[Data extracted from a collection]
####

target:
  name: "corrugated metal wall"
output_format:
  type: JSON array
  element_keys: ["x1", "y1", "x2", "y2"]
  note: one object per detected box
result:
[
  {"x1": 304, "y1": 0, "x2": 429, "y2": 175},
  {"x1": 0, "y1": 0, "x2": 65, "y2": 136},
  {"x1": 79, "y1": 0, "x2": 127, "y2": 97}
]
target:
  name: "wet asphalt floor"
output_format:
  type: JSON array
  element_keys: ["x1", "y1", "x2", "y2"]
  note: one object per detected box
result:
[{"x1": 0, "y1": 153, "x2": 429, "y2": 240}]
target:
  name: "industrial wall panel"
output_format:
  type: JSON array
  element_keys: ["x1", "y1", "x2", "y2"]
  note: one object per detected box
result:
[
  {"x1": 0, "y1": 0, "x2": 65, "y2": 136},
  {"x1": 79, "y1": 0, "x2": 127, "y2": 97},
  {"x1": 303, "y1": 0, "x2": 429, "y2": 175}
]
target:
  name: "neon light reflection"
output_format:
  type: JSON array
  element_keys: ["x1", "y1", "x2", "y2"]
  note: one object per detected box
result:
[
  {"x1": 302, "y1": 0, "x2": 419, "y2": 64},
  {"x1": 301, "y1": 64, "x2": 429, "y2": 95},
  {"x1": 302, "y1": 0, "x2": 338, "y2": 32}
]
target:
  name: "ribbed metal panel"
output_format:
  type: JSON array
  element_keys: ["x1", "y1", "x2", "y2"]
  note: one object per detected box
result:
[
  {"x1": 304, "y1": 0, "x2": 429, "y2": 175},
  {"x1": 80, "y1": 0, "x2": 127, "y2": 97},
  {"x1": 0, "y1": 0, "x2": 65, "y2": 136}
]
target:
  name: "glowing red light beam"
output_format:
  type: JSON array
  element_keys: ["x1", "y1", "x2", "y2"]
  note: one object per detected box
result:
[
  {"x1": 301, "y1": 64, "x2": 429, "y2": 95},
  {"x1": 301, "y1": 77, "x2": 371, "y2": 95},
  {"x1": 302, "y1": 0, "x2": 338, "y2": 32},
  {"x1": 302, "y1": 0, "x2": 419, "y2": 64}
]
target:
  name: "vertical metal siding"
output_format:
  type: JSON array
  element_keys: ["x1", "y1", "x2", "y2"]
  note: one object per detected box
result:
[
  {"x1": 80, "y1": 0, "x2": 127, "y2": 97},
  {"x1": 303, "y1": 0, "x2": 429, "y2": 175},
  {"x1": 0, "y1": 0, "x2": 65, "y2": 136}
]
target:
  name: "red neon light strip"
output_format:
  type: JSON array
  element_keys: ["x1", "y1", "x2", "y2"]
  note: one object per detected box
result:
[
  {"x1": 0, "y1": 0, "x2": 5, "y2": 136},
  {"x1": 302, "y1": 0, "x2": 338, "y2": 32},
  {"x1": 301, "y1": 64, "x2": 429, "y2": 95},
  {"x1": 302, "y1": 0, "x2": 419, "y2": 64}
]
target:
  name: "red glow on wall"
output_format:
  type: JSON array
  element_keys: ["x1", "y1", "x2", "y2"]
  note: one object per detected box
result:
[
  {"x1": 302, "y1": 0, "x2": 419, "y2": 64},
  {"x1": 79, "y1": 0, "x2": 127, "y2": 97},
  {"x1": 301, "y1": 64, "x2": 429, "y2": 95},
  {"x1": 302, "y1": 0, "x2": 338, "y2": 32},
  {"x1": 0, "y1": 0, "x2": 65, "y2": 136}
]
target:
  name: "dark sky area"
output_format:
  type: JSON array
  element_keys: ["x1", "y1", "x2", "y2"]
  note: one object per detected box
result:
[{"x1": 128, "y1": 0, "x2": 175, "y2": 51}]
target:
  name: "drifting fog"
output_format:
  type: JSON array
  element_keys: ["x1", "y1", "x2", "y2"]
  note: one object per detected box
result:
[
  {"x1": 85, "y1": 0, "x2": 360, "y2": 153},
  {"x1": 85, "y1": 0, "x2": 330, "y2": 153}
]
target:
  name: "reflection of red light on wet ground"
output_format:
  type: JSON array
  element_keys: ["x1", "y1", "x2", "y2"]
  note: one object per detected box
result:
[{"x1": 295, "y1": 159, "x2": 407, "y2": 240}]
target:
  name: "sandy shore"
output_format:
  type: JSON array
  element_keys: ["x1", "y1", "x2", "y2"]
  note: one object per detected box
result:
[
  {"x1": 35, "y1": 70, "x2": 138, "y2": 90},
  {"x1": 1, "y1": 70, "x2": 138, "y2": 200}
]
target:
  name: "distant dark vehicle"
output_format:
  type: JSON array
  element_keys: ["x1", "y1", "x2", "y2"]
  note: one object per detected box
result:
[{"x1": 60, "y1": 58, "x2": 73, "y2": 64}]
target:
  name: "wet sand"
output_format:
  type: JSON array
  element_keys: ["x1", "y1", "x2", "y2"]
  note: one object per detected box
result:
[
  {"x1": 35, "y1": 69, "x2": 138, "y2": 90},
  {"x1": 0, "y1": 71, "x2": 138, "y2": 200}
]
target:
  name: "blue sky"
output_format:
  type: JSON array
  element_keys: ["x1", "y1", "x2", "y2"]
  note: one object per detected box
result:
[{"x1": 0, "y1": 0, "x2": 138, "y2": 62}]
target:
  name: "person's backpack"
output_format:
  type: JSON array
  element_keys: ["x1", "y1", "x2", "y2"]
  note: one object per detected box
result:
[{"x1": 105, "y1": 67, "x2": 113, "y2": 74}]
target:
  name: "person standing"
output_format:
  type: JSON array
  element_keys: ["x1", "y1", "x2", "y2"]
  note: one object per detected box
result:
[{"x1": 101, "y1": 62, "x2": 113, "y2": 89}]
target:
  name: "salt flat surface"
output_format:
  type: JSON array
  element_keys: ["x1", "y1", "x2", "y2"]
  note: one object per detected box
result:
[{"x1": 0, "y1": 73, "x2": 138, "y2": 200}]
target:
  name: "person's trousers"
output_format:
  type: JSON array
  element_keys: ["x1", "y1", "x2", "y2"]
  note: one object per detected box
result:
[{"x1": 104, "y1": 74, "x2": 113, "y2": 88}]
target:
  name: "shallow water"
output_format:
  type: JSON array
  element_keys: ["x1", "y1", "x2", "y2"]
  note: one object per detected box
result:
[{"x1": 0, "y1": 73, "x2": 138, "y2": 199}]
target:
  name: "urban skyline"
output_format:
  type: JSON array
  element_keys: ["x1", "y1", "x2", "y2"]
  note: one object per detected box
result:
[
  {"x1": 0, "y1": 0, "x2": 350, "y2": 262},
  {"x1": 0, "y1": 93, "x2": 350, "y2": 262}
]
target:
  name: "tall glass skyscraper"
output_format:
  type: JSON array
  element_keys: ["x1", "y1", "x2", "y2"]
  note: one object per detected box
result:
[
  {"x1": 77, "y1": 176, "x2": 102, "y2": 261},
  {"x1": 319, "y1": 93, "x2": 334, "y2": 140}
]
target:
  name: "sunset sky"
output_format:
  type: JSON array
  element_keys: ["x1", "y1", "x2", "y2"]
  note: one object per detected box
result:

####

* **Task instructions**
Go through the listing and copy all of it exactly.

* **Finished answer**
target:
  name: "corrugated metal wall"
output_format:
  type: JSON array
  element_keys: ["x1", "y1", "x2", "y2"]
  note: one object per detected box
result:
[
  {"x1": 304, "y1": 0, "x2": 429, "y2": 175},
  {"x1": 0, "y1": 0, "x2": 65, "y2": 136},
  {"x1": 79, "y1": 0, "x2": 127, "y2": 97}
]
target:
  name: "wet asphalt floor"
output_format:
  type: JSON array
  element_keys: ["x1", "y1", "x2", "y2"]
  note: one object per detected box
result:
[{"x1": 0, "y1": 153, "x2": 429, "y2": 240}]
target:
  name: "industrial wall panel"
output_format:
  type: JSON array
  element_keys: ["x1", "y1", "x2", "y2"]
  note: one object per detected box
result:
[
  {"x1": 0, "y1": 0, "x2": 65, "y2": 136},
  {"x1": 79, "y1": 0, "x2": 127, "y2": 97},
  {"x1": 303, "y1": 0, "x2": 429, "y2": 175}
]
target:
  name: "neon light reflection"
output_format:
  type: JSON array
  element_keys: ["x1", "y1", "x2", "y2"]
  note: one object per detected box
result:
[
  {"x1": 302, "y1": 0, "x2": 419, "y2": 64},
  {"x1": 301, "y1": 64, "x2": 429, "y2": 95},
  {"x1": 302, "y1": 0, "x2": 338, "y2": 32}
]
target:
  name: "ribbed metal panel"
output_format:
  type: JSON array
  element_keys: ["x1", "y1", "x2", "y2"]
  note: one object per detected box
result:
[
  {"x1": 304, "y1": 0, "x2": 429, "y2": 175},
  {"x1": 80, "y1": 0, "x2": 127, "y2": 97},
  {"x1": 0, "y1": 0, "x2": 65, "y2": 136}
]
target:
  name: "glowing red light beam"
output_format:
  type: JSON array
  element_keys: ["x1", "y1", "x2", "y2"]
  note: one object per detected box
result:
[
  {"x1": 301, "y1": 64, "x2": 429, "y2": 95},
  {"x1": 301, "y1": 77, "x2": 371, "y2": 95},
  {"x1": 302, "y1": 0, "x2": 338, "y2": 32},
  {"x1": 302, "y1": 0, "x2": 419, "y2": 64}
]
target:
  name: "vertical metal siding"
output_format:
  type: JSON array
  element_keys: ["x1", "y1", "x2", "y2"]
  note: one object per detected box
result:
[
  {"x1": 80, "y1": 0, "x2": 127, "y2": 97},
  {"x1": 303, "y1": 0, "x2": 429, "y2": 175},
  {"x1": 0, "y1": 0, "x2": 65, "y2": 136}
]
target:
  name: "red neon light strip"
output_format:
  type: JSON array
  element_keys: ["x1", "y1", "x2", "y2"]
  note: one object per detected box
result:
[
  {"x1": 0, "y1": 0, "x2": 5, "y2": 136},
  {"x1": 302, "y1": 0, "x2": 338, "y2": 32},
  {"x1": 301, "y1": 64, "x2": 429, "y2": 95},
  {"x1": 302, "y1": 0, "x2": 419, "y2": 64}
]
target:
  name: "red glow on wall"
output_format:
  type: JSON array
  element_keys: ["x1", "y1", "x2", "y2"]
  note: one object per detected box
result:
[
  {"x1": 302, "y1": 0, "x2": 419, "y2": 64},
  {"x1": 79, "y1": 0, "x2": 127, "y2": 97},
  {"x1": 301, "y1": 64, "x2": 429, "y2": 95},
  {"x1": 302, "y1": 0, "x2": 338, "y2": 32},
  {"x1": 0, "y1": 0, "x2": 65, "y2": 136}
]
target:
  name: "dark sky area"
output_format:
  type: JSON array
  element_keys: ["x1", "y1", "x2", "y2"]
  note: one object per detected box
result:
[{"x1": 128, "y1": 0, "x2": 175, "y2": 51}]
target:
  name: "drifting fog"
output_format:
  type: JSON array
  element_keys: ["x1", "y1", "x2", "y2"]
  note: one object per detected box
result:
[
  {"x1": 85, "y1": 0, "x2": 360, "y2": 153},
  {"x1": 85, "y1": 0, "x2": 330, "y2": 153}
]
target:
  name: "reflection of red light on wet ground"
output_format:
  type: JSON array
  element_keys: ["x1", "y1", "x2", "y2"]
  note: one object per detected box
result:
[{"x1": 295, "y1": 159, "x2": 407, "y2": 240}]
target:
  name: "sandy shore"
output_format:
  type: JSON array
  element_keys: ["x1", "y1", "x2", "y2"]
  note: one object per detected box
result:
[
  {"x1": 35, "y1": 70, "x2": 138, "y2": 90},
  {"x1": 1, "y1": 70, "x2": 138, "y2": 200}
]
target:
  name: "distant dark vehicle"
output_format:
  type: JSON array
  element_keys: ["x1", "y1", "x2", "y2"]
  note: one object per detected box
result:
[{"x1": 60, "y1": 58, "x2": 73, "y2": 64}]
target:
  name: "wet sand"
output_format:
  type: JSON array
  element_keys: ["x1", "y1", "x2", "y2"]
  note: one object per detected box
result:
[
  {"x1": 35, "y1": 69, "x2": 138, "y2": 90},
  {"x1": 0, "y1": 71, "x2": 138, "y2": 200}
]
target:
  name: "blue sky"
output_format:
  type: JSON array
  element_keys: ["x1", "y1", "x2", "y2"]
  note: one object per detected box
result:
[{"x1": 0, "y1": 0, "x2": 138, "y2": 62}]
target:
  name: "person's backpack"
output_format:
  type: JSON array
  element_keys: ["x1", "y1", "x2", "y2"]
  note: one object per detected box
result:
[{"x1": 105, "y1": 67, "x2": 113, "y2": 74}]
target:
  name: "person standing"
output_format:
  type: JSON array
  element_keys: ["x1", "y1", "x2", "y2"]
  note: one object per detected box
result:
[{"x1": 101, "y1": 62, "x2": 113, "y2": 89}]
target:
  name: "salt flat surface"
output_format:
  type: JSON array
  element_keys: ["x1", "y1", "x2", "y2"]
  note: one object per detected box
result:
[{"x1": 0, "y1": 73, "x2": 138, "y2": 200}]
target:
  name: "person's trousers"
output_format:
  type: JSON array
  element_keys: ["x1", "y1", "x2", "y2"]
  note: one object per detected box
result:
[{"x1": 104, "y1": 74, "x2": 113, "y2": 88}]
target:
  name: "shallow water"
output_format:
  type: JSON array
  element_keys: ["x1", "y1", "x2", "y2"]
  note: one object per detected box
result:
[{"x1": 0, "y1": 73, "x2": 138, "y2": 199}]
target:
  name: "urban skyline"
output_format:
  type: JSON array
  element_keys: ["x1", "y1", "x2", "y2"]
  note: one object per detected box
result:
[
  {"x1": 0, "y1": 0, "x2": 350, "y2": 262},
  {"x1": 0, "y1": 93, "x2": 350, "y2": 262}
]
target:
  name: "tall glass skyscraper"
output_format:
  type: JSON array
  element_keys: ["x1", "y1", "x2", "y2"]
  note: one object per detected box
result:
[
  {"x1": 77, "y1": 176, "x2": 102, "y2": 261},
  {"x1": 319, "y1": 93, "x2": 334, "y2": 140}
]
target:
  name: "sunset sky"
output_format:
  type: JSON array
  element_keys: ["x1", "y1", "x2", "y2"]
  note: one object per detected box
result:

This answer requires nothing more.